* **Available data**

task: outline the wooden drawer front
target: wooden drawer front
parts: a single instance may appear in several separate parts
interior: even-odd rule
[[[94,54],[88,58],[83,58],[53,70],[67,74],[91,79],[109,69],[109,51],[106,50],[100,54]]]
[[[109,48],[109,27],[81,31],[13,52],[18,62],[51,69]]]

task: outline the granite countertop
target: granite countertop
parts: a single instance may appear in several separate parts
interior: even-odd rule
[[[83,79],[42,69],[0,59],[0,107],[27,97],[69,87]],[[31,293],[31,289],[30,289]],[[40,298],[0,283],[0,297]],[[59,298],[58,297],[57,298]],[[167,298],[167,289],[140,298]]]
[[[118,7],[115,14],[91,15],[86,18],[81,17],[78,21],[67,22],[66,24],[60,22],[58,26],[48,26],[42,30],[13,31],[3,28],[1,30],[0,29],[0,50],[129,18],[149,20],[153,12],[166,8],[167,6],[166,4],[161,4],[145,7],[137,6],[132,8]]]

* **Exercise prompt**
Rewrite all of the data above, replacing "granite" with "marble" wherever it occurs and leaving everything else unchanged.

* **Result below**
task: outline the wooden drawer front
target: wooden drawer front
parts: a single instance may appear in several separate parts
interior: even-odd rule
[[[94,54],[88,58],[83,58],[53,70],[67,74],[91,79],[109,69],[109,51],[106,50],[100,54]]]
[[[109,48],[109,27],[81,31],[13,52],[18,62],[51,69]]]

task: outline the marble countertop
target: marble countertop
parts: a single instance may appear in several separate parts
interior: even-odd rule
[[[83,79],[42,69],[0,59],[0,107],[27,97],[69,87]],[[31,293],[31,289],[30,289]],[[40,298],[0,283],[0,297]],[[59,298],[58,297],[57,298]],[[167,298],[167,289],[140,298]]]
[[[118,7],[115,14],[91,15],[86,18],[81,17],[78,21],[67,22],[66,24],[60,22],[58,26],[48,26],[42,30],[13,31],[3,28],[1,30],[0,29],[0,50],[129,18],[149,20],[153,12],[166,8],[167,6],[166,4],[161,4],[145,7],[137,6],[132,8]]]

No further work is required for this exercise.